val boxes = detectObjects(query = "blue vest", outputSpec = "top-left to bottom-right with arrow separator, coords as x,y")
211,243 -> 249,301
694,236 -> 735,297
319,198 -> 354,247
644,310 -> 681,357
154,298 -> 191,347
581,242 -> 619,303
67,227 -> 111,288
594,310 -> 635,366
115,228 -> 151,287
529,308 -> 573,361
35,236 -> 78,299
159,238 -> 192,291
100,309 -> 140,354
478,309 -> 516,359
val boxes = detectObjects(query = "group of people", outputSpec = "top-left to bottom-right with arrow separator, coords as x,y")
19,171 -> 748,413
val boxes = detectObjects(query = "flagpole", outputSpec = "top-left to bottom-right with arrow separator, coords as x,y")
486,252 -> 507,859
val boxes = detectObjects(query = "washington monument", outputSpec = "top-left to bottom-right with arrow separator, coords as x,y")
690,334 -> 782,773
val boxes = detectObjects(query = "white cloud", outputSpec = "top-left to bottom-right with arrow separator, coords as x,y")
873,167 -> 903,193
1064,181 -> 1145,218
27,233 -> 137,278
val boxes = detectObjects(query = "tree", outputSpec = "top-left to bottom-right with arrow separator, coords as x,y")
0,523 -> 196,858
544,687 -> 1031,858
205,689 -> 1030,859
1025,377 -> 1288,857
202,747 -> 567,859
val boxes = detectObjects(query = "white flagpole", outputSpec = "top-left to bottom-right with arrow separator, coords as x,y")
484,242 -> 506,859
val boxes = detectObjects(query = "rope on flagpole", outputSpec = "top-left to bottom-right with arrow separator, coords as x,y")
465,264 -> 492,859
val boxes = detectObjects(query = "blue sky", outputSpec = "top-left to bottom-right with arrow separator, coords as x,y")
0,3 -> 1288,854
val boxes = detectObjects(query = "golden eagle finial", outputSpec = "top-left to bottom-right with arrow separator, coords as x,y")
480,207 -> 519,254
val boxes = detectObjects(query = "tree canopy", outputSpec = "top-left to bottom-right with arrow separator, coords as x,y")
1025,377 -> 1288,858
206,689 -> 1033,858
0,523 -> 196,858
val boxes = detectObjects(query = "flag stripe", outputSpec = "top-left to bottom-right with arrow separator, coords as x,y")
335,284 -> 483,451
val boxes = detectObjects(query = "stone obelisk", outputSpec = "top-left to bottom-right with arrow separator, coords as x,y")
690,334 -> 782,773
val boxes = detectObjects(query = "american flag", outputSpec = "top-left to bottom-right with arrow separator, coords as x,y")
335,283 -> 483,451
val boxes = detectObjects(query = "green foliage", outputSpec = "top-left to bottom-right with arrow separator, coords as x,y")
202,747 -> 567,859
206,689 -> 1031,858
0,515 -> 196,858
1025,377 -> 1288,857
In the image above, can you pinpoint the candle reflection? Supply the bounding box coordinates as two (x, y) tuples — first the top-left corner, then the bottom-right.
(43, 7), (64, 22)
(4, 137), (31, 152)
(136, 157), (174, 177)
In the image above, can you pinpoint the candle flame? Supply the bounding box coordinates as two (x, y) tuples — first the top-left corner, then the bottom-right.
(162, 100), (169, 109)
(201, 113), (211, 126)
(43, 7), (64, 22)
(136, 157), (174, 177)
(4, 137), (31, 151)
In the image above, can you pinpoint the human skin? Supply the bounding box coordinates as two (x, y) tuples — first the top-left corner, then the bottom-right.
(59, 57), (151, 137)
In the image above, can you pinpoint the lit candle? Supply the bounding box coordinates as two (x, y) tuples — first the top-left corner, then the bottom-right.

* To do *
Write out the stretch of rows from the start through the line containing "19,171 -> 748,413" again, requests included, and shift every coordinate in the answers up by 11.

* Response for this exercise *
val boxes = detectObjects(query = "blue vest", outputSpec = "top-left to bottom-right with arrow separator, coords as x,y")
222,254 -> 260,312
705,247 -> 746,308
330,209 -> 365,258
655,321 -> 692,368
165,309 -> 202,358
592,253 -> 630,314
78,238 -> 122,299
605,321 -> 646,377
126,239 -> 162,298
540,319 -> 584,372
46,247 -> 89,310
170,249 -> 203,302
111,320 -> 151,365
489,320 -> 527,370
val boxes = detectObjects(query = "group of people", outputSpec = "top-left to bottom-right with arrow separator, coords as x,y")
30,182 -> 759,424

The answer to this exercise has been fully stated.